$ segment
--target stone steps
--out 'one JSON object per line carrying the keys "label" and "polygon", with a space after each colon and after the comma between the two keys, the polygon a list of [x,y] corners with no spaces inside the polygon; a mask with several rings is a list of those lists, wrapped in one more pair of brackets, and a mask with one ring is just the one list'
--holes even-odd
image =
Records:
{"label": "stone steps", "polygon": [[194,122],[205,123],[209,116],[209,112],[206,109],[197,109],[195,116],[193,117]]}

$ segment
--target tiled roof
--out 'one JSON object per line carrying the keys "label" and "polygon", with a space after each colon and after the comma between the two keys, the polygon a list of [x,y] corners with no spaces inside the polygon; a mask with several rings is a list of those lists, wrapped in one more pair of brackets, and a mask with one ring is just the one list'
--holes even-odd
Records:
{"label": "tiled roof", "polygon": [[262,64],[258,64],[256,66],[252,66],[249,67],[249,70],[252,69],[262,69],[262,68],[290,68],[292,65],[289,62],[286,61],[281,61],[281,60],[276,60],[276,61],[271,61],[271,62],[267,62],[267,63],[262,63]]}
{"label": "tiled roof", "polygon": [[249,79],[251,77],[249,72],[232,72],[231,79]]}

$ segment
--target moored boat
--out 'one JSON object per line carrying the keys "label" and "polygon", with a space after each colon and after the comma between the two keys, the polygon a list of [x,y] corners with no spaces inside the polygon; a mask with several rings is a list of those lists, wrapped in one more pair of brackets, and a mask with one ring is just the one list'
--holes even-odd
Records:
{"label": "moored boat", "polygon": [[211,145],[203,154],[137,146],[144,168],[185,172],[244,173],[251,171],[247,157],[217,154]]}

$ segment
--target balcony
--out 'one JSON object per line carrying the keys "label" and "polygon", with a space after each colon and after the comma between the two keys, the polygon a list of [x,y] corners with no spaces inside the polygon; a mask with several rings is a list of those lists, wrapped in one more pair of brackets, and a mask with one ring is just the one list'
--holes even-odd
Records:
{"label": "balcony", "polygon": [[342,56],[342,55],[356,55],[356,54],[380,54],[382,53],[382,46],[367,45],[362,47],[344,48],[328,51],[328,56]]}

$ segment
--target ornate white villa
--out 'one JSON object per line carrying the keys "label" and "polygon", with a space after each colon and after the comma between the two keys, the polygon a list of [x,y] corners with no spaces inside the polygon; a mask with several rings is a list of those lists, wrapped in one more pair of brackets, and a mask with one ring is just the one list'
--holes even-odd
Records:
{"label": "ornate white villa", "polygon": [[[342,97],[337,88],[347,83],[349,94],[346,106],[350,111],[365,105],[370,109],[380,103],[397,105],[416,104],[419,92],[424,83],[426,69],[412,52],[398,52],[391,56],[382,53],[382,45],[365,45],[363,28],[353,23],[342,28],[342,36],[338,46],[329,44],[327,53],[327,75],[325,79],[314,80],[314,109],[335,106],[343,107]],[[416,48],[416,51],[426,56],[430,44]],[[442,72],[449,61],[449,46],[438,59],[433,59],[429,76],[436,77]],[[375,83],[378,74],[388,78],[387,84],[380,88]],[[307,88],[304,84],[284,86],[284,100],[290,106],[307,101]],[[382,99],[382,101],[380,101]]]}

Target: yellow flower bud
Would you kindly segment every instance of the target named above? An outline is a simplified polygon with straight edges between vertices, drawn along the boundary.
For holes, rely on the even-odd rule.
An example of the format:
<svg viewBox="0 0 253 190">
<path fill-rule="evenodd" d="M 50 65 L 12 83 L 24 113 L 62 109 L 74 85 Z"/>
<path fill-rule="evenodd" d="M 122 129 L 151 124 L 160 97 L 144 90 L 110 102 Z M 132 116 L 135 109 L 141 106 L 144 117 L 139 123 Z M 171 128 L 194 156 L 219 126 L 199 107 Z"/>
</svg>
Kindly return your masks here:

^^^^^^^^^^^^^^^^

- _ABOUT THIS TASK_
Using the data above, output each line exactly.

- _ANSWER SECTION_
$ segment
--target stone steps
--out 'one JSON object per line carrying the keys "label" and "polygon", with a space after each colon and after the comma between the two keys, the polygon a list of [x,y] corners with no spaces inside the polygon; a mask with several rings is a list of those lists, wrapped in one more pair of brackets, and a mask with one ring is just the one list'
--holes even-odd
image =
Records:
{"label": "stone steps", "polygon": [[194,122],[205,123],[209,116],[209,112],[206,109],[197,109],[195,116],[193,117]]}

$ segment
--target tiled roof
--out 'one JSON object per line carrying the keys "label" and "polygon", with a space after each colon and after the comma between the two keys, the polygon a list of [x,y] corners with no spaces inside the polygon; a mask with several rings is a list of those lists, wrapped in one more pair of brackets, and a mask with one ring is just the one list'
--holes even-odd
Records:
{"label": "tiled roof", "polygon": [[262,64],[258,64],[256,66],[252,66],[249,67],[249,70],[252,69],[262,69],[262,68],[290,68],[292,65],[289,62],[286,61],[281,61],[281,60],[276,60],[276,61],[271,61],[271,62],[267,62],[267,63],[262,63]]}
{"label": "tiled roof", "polygon": [[249,79],[251,77],[249,72],[232,72],[231,79]]}

$ segment
--target moored boat
--out 'one JSON object per line carrying the keys "label" and "polygon", with a space after each colon and after the comma between the two keys, the polygon a list of [x,y] corners with no spaces inside the polygon; a mask with several rings is a list of those lists, wrapped in one more pair of brackets, and a mask with one ring is just the one list'
--holes even-odd
Records:
{"label": "moored boat", "polygon": [[211,145],[203,154],[137,146],[144,168],[185,172],[244,173],[251,171],[247,157],[217,154]]}

$ segment
--target balcony
--out 'one JSON object per line carrying the keys "label" and "polygon", with a space after each colon and after the comma between the two keys, the polygon a list of [x,y] corners with no spaces inside the polygon; a mask with several rings is a list of those lists, wrapped in one more pair of brackets, and a mask with one ring is just the one list'
--holes even-odd
Records:
{"label": "balcony", "polygon": [[342,56],[342,55],[356,55],[356,54],[380,54],[382,53],[382,46],[367,45],[362,47],[344,48],[328,51],[328,56]]}

$ segment
--target ornate white villa
--out 'one JSON object per line carrying the keys "label" and "polygon", with a space after each colon and after the comma between the two keys, the polygon a list of [x,y] corners with no spaces inside the polygon; a mask with several rings is a list of those lists, wrapped in one more pair of brackets, and a mask with one ring is just the one list'
--holes even-odd
Records:
{"label": "ornate white villa", "polygon": [[[342,97],[337,88],[347,83],[349,94],[346,106],[350,111],[365,105],[370,109],[380,103],[397,105],[416,104],[419,92],[424,83],[426,69],[412,52],[398,52],[391,56],[382,53],[382,45],[365,45],[363,28],[353,23],[342,28],[342,36],[338,46],[329,44],[327,53],[327,75],[325,79],[314,80],[314,109],[335,106],[343,107]],[[416,48],[416,51],[426,56],[430,44]],[[442,72],[449,61],[449,46],[438,59],[433,59],[429,76],[436,77]],[[375,83],[378,74],[388,78],[387,84],[380,88]],[[307,88],[304,84],[284,86],[284,100],[290,106],[307,101]],[[382,99],[382,101],[380,101]]]}

Target: yellow flower bud
Would you kindly segment every instance of the target named above? An outline is a simplified polygon with straight edges between vertices, drawn along the boundary.
For holes, rely on the even-odd rule.
An example of the format:
<svg viewBox="0 0 253 190">
<path fill-rule="evenodd" d="M 50 65 L 12 83 L 24 113 L 62 109 L 74 85 Z"/>
<path fill-rule="evenodd" d="M 122 129 L 151 124 L 160 97 L 144 90 L 110 102 Z M 132 116 L 135 109 L 141 106 L 144 117 L 139 123 Z M 171 128 L 194 156 L 219 126 L 199 107 Z"/>
</svg>
Kindly return your masks here:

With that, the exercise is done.